◆ **Aufgaben**
A. Beantworte diese Fragen zum Seitentext, jede kurz und in eigener Zeile:
(i) Um bis zu wie viel Prozent konnten Impfstoffhersteller aus der zweiten Reihe teils zulegen?
(ii) Welche zwei Firmen werden für Labortechnik und Diagnostik genannt?
(iii) Wie lange wird die Pandemie laut Text noch für Einschränkungen sorgen?
B. Schreib den Seitentext von „Nicht wenige Aktionäre, insbesondere“ bis hinunter zu „großes Fragezeichen bleiben.“ neu ab. Setz dabei „Experte“ an die Stelle von „Analyst“.
C. Fass den Seitentext in zwei Sätzen zusammen.

◆ **Seitentext**

Die gute Nachricht: Angesichts einiger (weniger) Gewinner scheint der Gesamtmarkt von einem „richtigen“ Crash noch entfernt zu sein. Wenig überraschend profitierten zum Beispiel Biontech und Moderna von der Schockmeldung über die Verbreitung der Südafrika-Variante. Aber auch Impfstoffhersteller aus der zweiten Reihe wie Novavax, Valneva auch der zuletzt abgeschriebene Kandidat Curevac konnten zulegen, teils um bis zu 10 Prozent.

Weitere Profiteure der Lockdown-Panik waren im Bereich der Labortechnik und Diagnostik auszumachen. Aktionäre von Qiagen und Nanorepro etwa freuten sich über einen grünen Kursverlauf. Des Weiteren konnten „Stay At Home“ Aktien zulegen. Anteilsscheine von Hellofresh, Teamviewer und Zoom etwa notierten zu Börsenschluss im Plus. Sogar Gaming Aktien wie die solche der schwedischen Embracer Group oder die zuletzt angeschlagene Ubisoft Aktie gehörten zu den Tagesgewinnern. Logisch: Wer im Lockdown sitzt, flüchtet gerne in digitale, grenzenlose Welten.

embracerÜberraschende Gewinner: Aktien wie die der Embracer Group AB konnten am Black Friday zulegen und sollten in Anbetracht der Lage in Zukunft weiteren Kaufdruck generieren.

Guter Rat ist teuer

Nicht wenige Aktionäre, insbesondere solche, die erst nach dem ersten Corona Crash an die Börse gelangt sind, fragen sich, wie es weitergeht. Welche Taktik lohnt sich? Ausgewählte Werte verkaufen? Das komplette Depot auflösen? Umschichten und auf die Kraft der Impfstoff-Werte setzen? Oder doch lieber absichern und Put-Optionen kaufen beziehungsweise Short-Positionen eingehen? Die Antwort schmerzt: Kein Analyst der Welt verfügt über die viel zitierte Börsen-Glaskugel. Ergo dürfte bei vielen Anlagern zunächst ein großes Fragezeichen bleiben.

Klar ist, dass der jüngste Kurssturz nicht der Letzte gewesen sein dürfte. Die Pandemie wird noch einige Monate für Einschränkungen sorgen – Rücksetzer am Finanzmarkt scheinen vorprogrammiert. Insbesondere die „vierte Welle“ könnte einen turbulenten Winter mit sich bringen, wenn (erneut) Lockdown-Debatten und Hospital-Hilferufe haussieren.

◆ **Vorliegende Angaben**
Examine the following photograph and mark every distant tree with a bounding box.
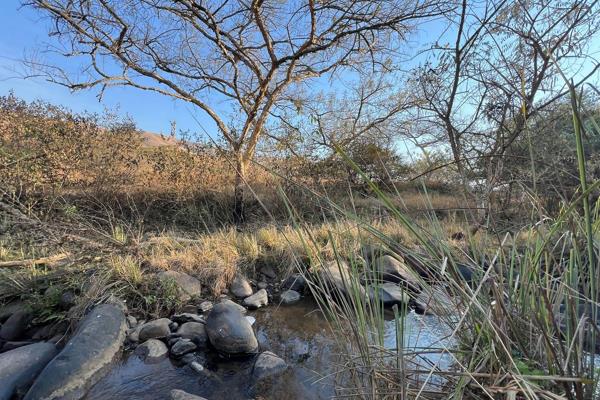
[23,0,443,222]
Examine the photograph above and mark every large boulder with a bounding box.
[206,303,258,355]
[169,389,206,400]
[371,255,421,292]
[25,304,127,400]
[177,322,208,346]
[244,289,269,309]
[0,310,31,340]
[158,271,202,302]
[0,342,58,400]
[252,351,287,381]
[138,318,171,342]
[317,261,367,299]
[229,274,252,299]
[134,339,169,361]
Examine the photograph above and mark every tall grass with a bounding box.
[290,91,600,400]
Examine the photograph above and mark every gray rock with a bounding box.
[279,290,300,305]
[177,322,208,346]
[0,310,31,340]
[171,339,198,358]
[134,339,169,361]
[25,304,126,400]
[373,255,421,292]
[170,389,206,400]
[139,318,171,342]
[244,289,269,309]
[370,282,410,307]
[229,274,252,298]
[281,273,306,293]
[206,303,258,354]
[0,343,58,400]
[317,261,367,299]
[0,301,27,322]
[252,351,287,380]
[158,271,202,301]
[171,313,205,324]
[220,299,248,314]
[127,315,137,328]
[198,301,213,313]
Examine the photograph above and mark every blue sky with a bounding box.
[0,0,210,133]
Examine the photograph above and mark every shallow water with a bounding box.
[86,299,451,400]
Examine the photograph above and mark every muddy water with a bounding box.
[86,300,450,400]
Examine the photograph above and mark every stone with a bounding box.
[220,299,248,314]
[206,302,258,355]
[158,271,202,301]
[256,281,269,289]
[258,264,277,279]
[171,339,198,358]
[243,289,269,309]
[169,389,206,400]
[171,313,205,324]
[370,282,410,307]
[281,273,306,293]
[0,301,27,322]
[229,274,252,299]
[317,261,367,299]
[139,318,171,342]
[198,301,213,313]
[0,310,31,340]
[134,339,169,361]
[177,322,208,346]
[279,290,300,305]
[373,255,421,292]
[0,342,58,400]
[127,315,137,328]
[25,304,126,400]
[252,351,287,381]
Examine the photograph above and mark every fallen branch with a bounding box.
[0,253,71,268]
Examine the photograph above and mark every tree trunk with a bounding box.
[233,155,247,226]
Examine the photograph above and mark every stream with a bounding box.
[85,298,452,400]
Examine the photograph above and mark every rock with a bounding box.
[256,281,269,289]
[139,318,171,342]
[206,302,258,355]
[0,310,31,340]
[189,361,204,374]
[229,274,252,298]
[134,339,169,361]
[198,301,213,313]
[177,322,208,346]
[317,261,367,299]
[279,290,300,305]
[244,289,269,309]
[171,313,205,324]
[170,389,206,400]
[373,255,421,292]
[281,273,306,293]
[258,264,277,279]
[127,315,137,328]
[252,351,287,380]
[370,282,410,307]
[158,271,202,301]
[0,343,58,400]
[171,339,198,358]
[0,301,26,322]
[25,304,126,400]
[221,299,248,314]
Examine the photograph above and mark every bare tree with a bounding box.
[24,0,438,222]
[413,0,600,225]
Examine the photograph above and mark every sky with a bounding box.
[0,0,210,134]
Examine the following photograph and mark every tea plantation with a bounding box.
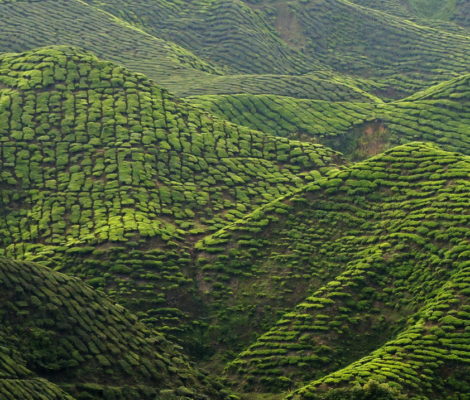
[0,47,342,336]
[188,74,470,159]
[0,259,226,400]
[200,143,470,399]
[0,0,470,400]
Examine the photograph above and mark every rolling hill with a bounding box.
[0,258,227,400]
[0,47,342,340]
[196,143,470,399]
[0,0,470,400]
[188,74,470,159]
[0,0,470,100]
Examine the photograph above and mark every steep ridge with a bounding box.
[0,0,470,100]
[0,0,220,87]
[81,0,470,86]
[82,0,325,74]
[196,143,470,399]
[352,0,469,27]
[188,74,470,159]
[0,47,342,336]
[0,258,226,400]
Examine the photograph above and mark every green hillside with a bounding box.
[0,0,218,88]
[0,259,226,400]
[0,0,470,400]
[82,0,470,83]
[188,74,470,159]
[353,0,469,28]
[196,143,470,399]
[0,47,341,338]
[0,0,470,101]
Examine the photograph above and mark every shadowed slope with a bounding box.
[0,259,229,400]
[0,47,341,338]
[192,143,470,398]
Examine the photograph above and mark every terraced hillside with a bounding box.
[188,74,470,159]
[196,143,470,399]
[354,0,470,28]
[84,0,470,83]
[0,0,470,101]
[0,47,341,338]
[0,0,219,88]
[0,259,227,400]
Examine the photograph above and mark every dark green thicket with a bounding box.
[0,0,470,100]
[188,74,470,159]
[0,47,340,336]
[353,0,470,30]
[0,259,229,400]
[196,143,470,398]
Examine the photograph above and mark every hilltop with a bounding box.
[0,0,470,400]
[0,47,342,340]
[0,0,470,100]
[188,74,470,159]
[196,143,470,399]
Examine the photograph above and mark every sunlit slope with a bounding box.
[0,0,216,85]
[0,259,229,400]
[82,0,470,84]
[0,47,341,334]
[188,74,470,159]
[353,0,470,28]
[82,0,324,74]
[196,143,470,398]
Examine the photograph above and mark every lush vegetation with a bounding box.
[0,259,226,400]
[196,143,470,399]
[188,74,470,159]
[0,47,341,338]
[0,0,470,400]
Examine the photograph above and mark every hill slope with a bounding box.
[188,74,470,159]
[0,47,341,338]
[0,0,470,100]
[196,143,470,399]
[0,259,229,400]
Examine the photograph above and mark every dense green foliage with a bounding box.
[0,47,341,338]
[188,74,470,159]
[0,0,470,400]
[0,259,229,400]
[0,0,470,101]
[196,143,470,399]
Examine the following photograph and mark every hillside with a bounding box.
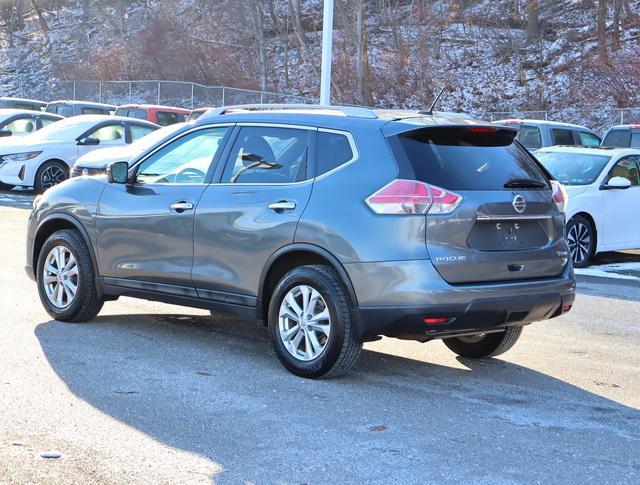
[0,0,640,130]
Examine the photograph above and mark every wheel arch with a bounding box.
[566,211,600,251]
[31,213,98,278]
[257,243,358,323]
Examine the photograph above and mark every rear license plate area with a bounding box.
[467,220,549,251]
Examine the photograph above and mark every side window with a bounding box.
[602,130,631,148]
[56,104,73,118]
[136,126,229,184]
[40,116,58,128]
[222,127,310,184]
[516,125,542,150]
[4,118,36,135]
[551,128,576,145]
[88,125,124,143]
[129,125,155,142]
[578,131,600,147]
[608,156,640,186]
[316,131,354,176]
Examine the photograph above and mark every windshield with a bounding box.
[31,117,98,140]
[536,152,611,185]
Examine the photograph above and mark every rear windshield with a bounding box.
[536,152,611,185]
[389,127,548,190]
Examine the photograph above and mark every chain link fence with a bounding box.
[52,80,318,109]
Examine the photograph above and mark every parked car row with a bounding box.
[0,97,211,126]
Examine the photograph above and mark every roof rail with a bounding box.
[207,104,378,119]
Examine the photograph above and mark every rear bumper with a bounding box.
[354,261,575,340]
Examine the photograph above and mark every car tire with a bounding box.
[268,265,362,379]
[443,326,522,359]
[36,229,104,322]
[566,216,596,268]
[34,160,69,194]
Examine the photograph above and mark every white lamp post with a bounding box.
[320,0,333,105]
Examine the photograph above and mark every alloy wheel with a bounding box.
[278,285,331,361]
[42,246,79,310]
[40,165,66,190]
[567,222,591,264]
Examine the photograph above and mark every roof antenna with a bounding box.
[419,86,444,116]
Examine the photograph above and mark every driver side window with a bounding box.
[607,156,640,186]
[136,126,229,184]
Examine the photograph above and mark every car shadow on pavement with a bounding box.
[0,190,35,210]
[35,315,640,483]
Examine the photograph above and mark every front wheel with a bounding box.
[37,229,103,322]
[443,326,522,359]
[567,216,596,268]
[34,160,69,194]
[269,265,362,379]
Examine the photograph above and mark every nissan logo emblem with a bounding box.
[512,194,527,214]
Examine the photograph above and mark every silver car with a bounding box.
[27,106,575,378]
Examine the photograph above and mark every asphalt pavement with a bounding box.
[0,191,640,484]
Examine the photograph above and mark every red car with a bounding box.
[187,107,213,121]
[115,104,191,126]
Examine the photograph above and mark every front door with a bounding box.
[96,126,230,295]
[600,155,640,249]
[192,125,315,306]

◆ **Antworten**
A.
(i) Um bis zu 10 Prozent.
(ii) Qiagen und Nanorepro.
(iii) Noch einige Monate.

B.
Nicht wenige Aktionäre, insbesondere solche, die erst nach dem ersten Corona Crash an die Börse gelangt sind, fragen sich, wie es weitergeht. Welche Taktik lohnt sich? Ausgewählte Werte verkaufen? Das komplette Depot auflösen? Umschichten und auf die Kraft der Impfstoff-Werte setzen? Oder doch lieber absichern und Put-Optionen kaufen beziehungsweise Short-Positionen eingehen? Die Antwort schmerzt: Kein Experte der Welt verfügt über die viel zitierte Börsen-Glaskugel. Ergo dürfte bei vielen Anlagern zunächst ein großes Fragezeichen bleiben.

C. Trotz des Kurssturzes legten einige Aktien zu, etwa Impfstoffhersteller wie Biontech und Moderna, Firmen aus Labortechnik und Diagnostik sowie „Stay At Home“- und Gaming-Aktien. Wie es weitergeht, weiß kein Analyst, doch weitere Rücksetzer durch die Pandemie und eine mögliche „vierte Welle“ scheinen vorprogrammiert.